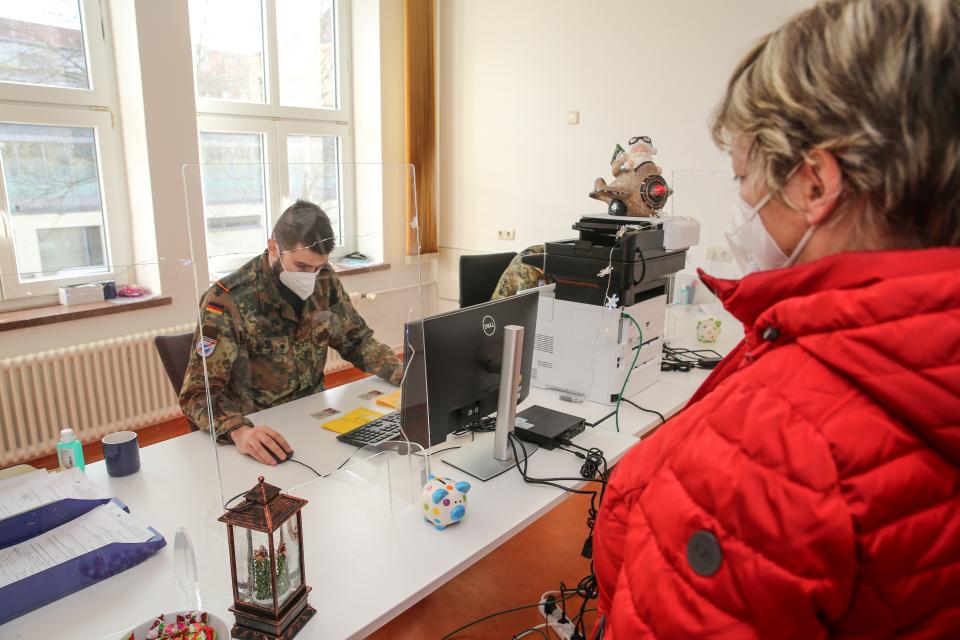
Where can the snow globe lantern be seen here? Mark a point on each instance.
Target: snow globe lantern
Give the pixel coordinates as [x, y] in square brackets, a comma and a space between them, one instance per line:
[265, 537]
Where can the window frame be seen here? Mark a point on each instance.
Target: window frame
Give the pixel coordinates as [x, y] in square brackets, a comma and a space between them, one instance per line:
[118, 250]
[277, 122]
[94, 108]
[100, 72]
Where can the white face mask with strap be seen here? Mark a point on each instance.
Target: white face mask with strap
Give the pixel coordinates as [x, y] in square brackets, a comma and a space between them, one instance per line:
-.-.-
▶ What you should do: Omit the pictures, then output the rest of the listing exactly.

▶ Exercise solution:
Where can the snow globe lantern be seen here? Mark a point on each instance.
Target: snow globe lantern
Give the pixel coordinates as [x, y] in square brackets, a comma and a space between them, one instance per line:
[265, 537]
Where can the window frame be seen here? Mark a point on each instance.
Target: window frame
Give the pixel coordinates as [x, y] in square brackets, a comma and a space between them, one instance per line:
[118, 250]
[277, 122]
[94, 108]
[100, 72]
Where can the white face mask with strap be seen here? Mark a point on each instance.
Target: white face mask with strap
Give the pixel coordinates as [x, y] in square brackets, a comma and a space between them, one instance per line:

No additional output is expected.